──────── DOCUMENT ────────

# worlds finest trimmer (worth the cost?)



## jaime1982 (Aug 25, 2009)

Im still pretty new at reloading and only reload a few cals, the main one being 300 blackout. I form my own brass(thread below) and chop as close as possible(1.380ish) but there is still a bit to trim. I have tried the RCBS trim pro, the lee hand type with the drill chuck (which I primarily use). I just bought a new Lee cutter with the ball grip to help with finger fatigue. 

My question to those that have a WFT is it worth the $75+ for it? Im seriously considering it but would like some opinions from those who have one or other options Thanks!


----------



## Daddio (Sep 6, 2006)

Go and look at (Dead on Trimmer)
Easier to adjust much higher rated!


----------



## txbred (May 13, 2013)

I just started hand loading about 1-1/2 yrs ago. One thing i can say is that ANYTHING that reduced time spent prepping brass is worth at least a look. I used the RCBS hand held trimmer at first, but then found the LE Wilson trimmer. WOW, what a difference it makes. Yea it was pricey, but its money well spent. i went ahead and got the micrometer add-on which is really handy for precise trim lengths, and most of all consistency!

────────

◆ **LIST OF TASKS**:
**1.** Answer these from the trimmer thread:
(a) To about what length does the first poster chop formed brass?
(b) Which trimmer does Daddio suggest looking at?
(c) What add-on did txbred buy for the L.E. Wilson trimmer?
**2.** Write the next reply in the trimmer thread, following the post that praises the L.E. Wilson trimmer.

──────── DATA PROVIDED ────────

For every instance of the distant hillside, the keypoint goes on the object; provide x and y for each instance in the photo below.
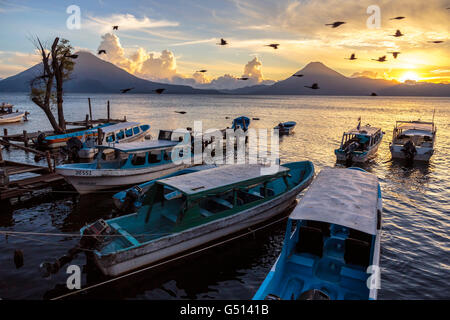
(333, 83)
(93, 75)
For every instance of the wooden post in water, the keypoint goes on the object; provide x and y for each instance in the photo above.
(90, 108)
(49, 161)
(108, 110)
(25, 138)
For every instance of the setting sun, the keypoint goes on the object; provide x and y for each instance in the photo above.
(410, 75)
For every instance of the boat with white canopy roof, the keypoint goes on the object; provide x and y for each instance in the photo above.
(331, 248)
(122, 132)
(413, 140)
(133, 163)
(182, 212)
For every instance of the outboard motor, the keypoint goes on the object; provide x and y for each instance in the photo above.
(131, 197)
(409, 149)
(92, 237)
(73, 146)
(349, 152)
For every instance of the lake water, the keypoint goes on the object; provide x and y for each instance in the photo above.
(415, 246)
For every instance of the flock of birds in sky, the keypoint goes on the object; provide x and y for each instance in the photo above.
(314, 86)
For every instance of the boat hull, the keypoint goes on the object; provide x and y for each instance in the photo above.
(423, 154)
(359, 158)
(172, 245)
(12, 117)
(87, 181)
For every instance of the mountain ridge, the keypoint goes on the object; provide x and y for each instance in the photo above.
(94, 75)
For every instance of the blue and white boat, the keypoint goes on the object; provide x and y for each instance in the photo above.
(241, 122)
(333, 251)
(286, 128)
(359, 144)
(183, 212)
(133, 163)
(122, 132)
(131, 198)
(60, 140)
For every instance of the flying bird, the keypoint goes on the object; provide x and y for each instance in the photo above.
(125, 90)
(273, 45)
(381, 59)
(314, 86)
(335, 24)
(398, 33)
(222, 42)
(395, 54)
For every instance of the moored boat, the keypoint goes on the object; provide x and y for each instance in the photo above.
(333, 251)
(122, 132)
(359, 144)
(133, 163)
(7, 115)
(131, 198)
(183, 212)
(286, 128)
(60, 140)
(413, 140)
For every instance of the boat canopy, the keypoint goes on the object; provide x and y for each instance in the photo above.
(221, 178)
(365, 130)
(119, 126)
(139, 146)
(344, 197)
(415, 125)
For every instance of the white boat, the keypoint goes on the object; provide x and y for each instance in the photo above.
(12, 117)
(331, 248)
(359, 144)
(122, 132)
(134, 163)
(413, 140)
(286, 128)
(8, 116)
(183, 212)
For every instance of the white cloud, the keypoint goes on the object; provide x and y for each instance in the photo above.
(163, 67)
(126, 22)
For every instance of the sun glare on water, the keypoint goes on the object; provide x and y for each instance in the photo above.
(410, 75)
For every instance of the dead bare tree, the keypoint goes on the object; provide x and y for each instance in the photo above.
(57, 63)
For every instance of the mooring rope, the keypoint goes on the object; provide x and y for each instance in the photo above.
(167, 261)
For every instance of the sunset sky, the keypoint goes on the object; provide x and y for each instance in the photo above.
(169, 40)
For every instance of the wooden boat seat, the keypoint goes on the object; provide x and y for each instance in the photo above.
(125, 234)
(205, 212)
(323, 226)
(357, 252)
(310, 241)
(306, 263)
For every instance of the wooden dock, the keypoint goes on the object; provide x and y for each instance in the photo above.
(17, 188)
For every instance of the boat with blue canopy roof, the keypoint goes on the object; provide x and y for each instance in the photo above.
(331, 248)
(133, 163)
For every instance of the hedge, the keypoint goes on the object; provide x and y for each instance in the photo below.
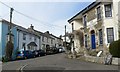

────────

◆ **RESULTS FOR EACH TASK**:
**1.**
(a) About 1.380.
(b) The Dead on Trimmer.
(c) The micrometer add-on.

**2.**
Buy once, cry once.


----------



## Ernest (May 21, 2004)

I have one of the original WFT's in .223. Love it. 

Mounted it in a drill press, adjusted once, and it makes quick work of trimming brass. You can blow thru 100's of pieces of brass in no time at all. No more hand fatigue. It holds the adjustments very well, and the trim is extremely consistent. 

I would buy it again, although at the time of my purchase, the other real options were simply a power adapter for the lathe style trimmer or the Garaud (spelling) which was considerably more money.


----------



## mas360 (Nov 21, 2006)

Daddio said:


> Go and look at (Dead on Trimmer)
> Easier to adjust much higher rated!


Which vendor carries this Dead on Trimmer ?


----------



## jaime1982 (Aug 25, 2009)

Looks like I might have to order one.


----------



## Wado (May 15, 2011)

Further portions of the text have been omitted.